• **Requirement 1**
In the hearing excerpt on Alaska oil taxes below, why did Mr. Mayer begin his production calculation at 2017?
• **Requirement 2**
Summarize the hearing excerpt on Alaska oil taxes below in two sentences.

• **Excerpt**
— BEGIN —

SENATOR FRENCH asked why he started calculating the production
at 2017, because DOR forecasts a 2.6 percent production decline
between 2013 and 2014, 3.7 percent between 2014 and 2015 and 3.6
percent decline between 2015 and 2016, much lower numbers than
he used. Aren't the near numbers usually more accurate than the
out numbers for production forecasts?
MR. MAYER answered that was a reasonable statement but the
furthest out numbers don't include results of exploration or
other things, which in the right price and fiscal environment
might come on line. The reason he started at 2017 onward is by
thinking of this in the purely hypothetical context if through a
fiscal change it were possible to stimulate new production and
what would be a reasonable timeframe for that to happen. It
won't happen tomorrow, but it might happen by 2017.
4:27:06 PM
SENATOR FRENCH commented that as we get out that far he just
wanted to make sure we keep our feathers in our down comforter
and not in theirs.
MR. MAYER said he was thinking about what sort of new production
would need to come on line as a result of a change to make back
lost revenue in the future.
4:28:48 PM
SENATOR FRENCH said he would be asking for these numbers
constantly, because he was very concerned about net loss to the
state in reducing oil taxes and he didn't know that it could be
made up given the time value of money. You can reduce taxes to
zero and North Slope investment can go crazy at the same - and
the State of Alaska starves.
MR. MAYER said it's the most the important question to be
asking, but unsatisfactorily there is an enormous limit to the
science, but one can take the science further than it has been
taken so far.
SENATOR MICCICHE said fiscal terms can artificially create a
high or low cost environment and asked if he considered fiscal
terms in creating his analysis.
MR. MAYER responded that fiscal terms either improve or detract
from project economics and that is why they were having this
discussion; and this is a hypothetical about if the proposed
change was sufficient enough in terms of improving project
economics to create substantial future production and what that
might look like in terms current revenues.
4:31:24 PM
Inherent to this discussion is oil price. It's not only the key
determinant of Alaska's future revenues, it was in many ways the
substance of the last presentation about progressivity, because
Alaska currently has a highly progressive system that responds
very dramatically to changes in oil price. It seemed worth
presenting a few slides about the question of the global oil
price environment in the future and if it will be $200 or $60.
There is no such thing as an accurate oil price forecast,
because ultimately no one knows, but they can talk about trends
and the major structural factors shifting things in one way or
another that might lead to an over or under-supplied global
trade market.
It's also of relevance, Mr. Mayer said, because it ties into
something else that is a key factor in talking about fiscal
systems, which is the biggest shock of the last five or ten
years: the dramatic change in production in North America. It's
relevant both because the fixed royalty is relatively low
particularly at high price jurisdictions in the Lower 48 that
are key competitors at the moment for investment dollars, and
the production coming from that has the potential to have
significant impact on prices in the future. In 2003 through 2005
dollars harvested in North America were reinvested elsewhere in
the world (major international companies in Sub-Sahara Africa)

— END —

• **Information shown**

— BEGIN —

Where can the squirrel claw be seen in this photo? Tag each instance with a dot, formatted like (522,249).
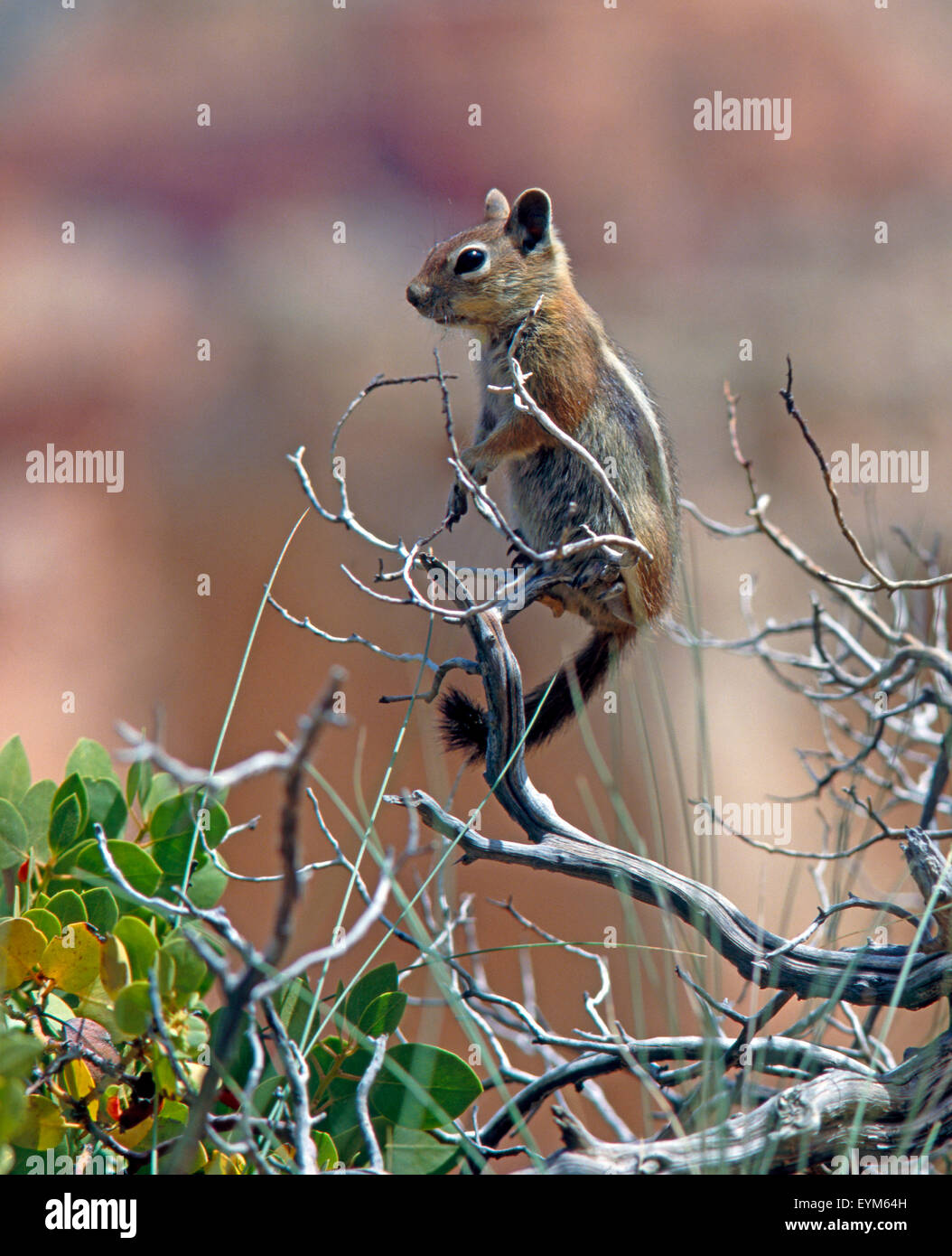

— END —

• **Task result 1**
He was treating it as a purely hypothetical question of whether a fiscal change could stimulate new production and what a reasonable timeframe for that would be, reasoning that it would not happen immediately but might happen by 2017.

• **Task result 2**
Senator French asked why Mr. Mayer started his production calculation at 2017 when DOR forecasts showed smaller near-term declines, and he said he was very concerned that reducing oil taxes could mean a net loss to the state that might not be made up. Mr. Mayer explained that 2017 was a reasonable hypothetical timeframe for a fiscal change to bring new production on line, and he described oil price as the key determinant of Alaska's future revenues, noting that no accurate oil price forecast exists but that trends and structural factors can be discussed.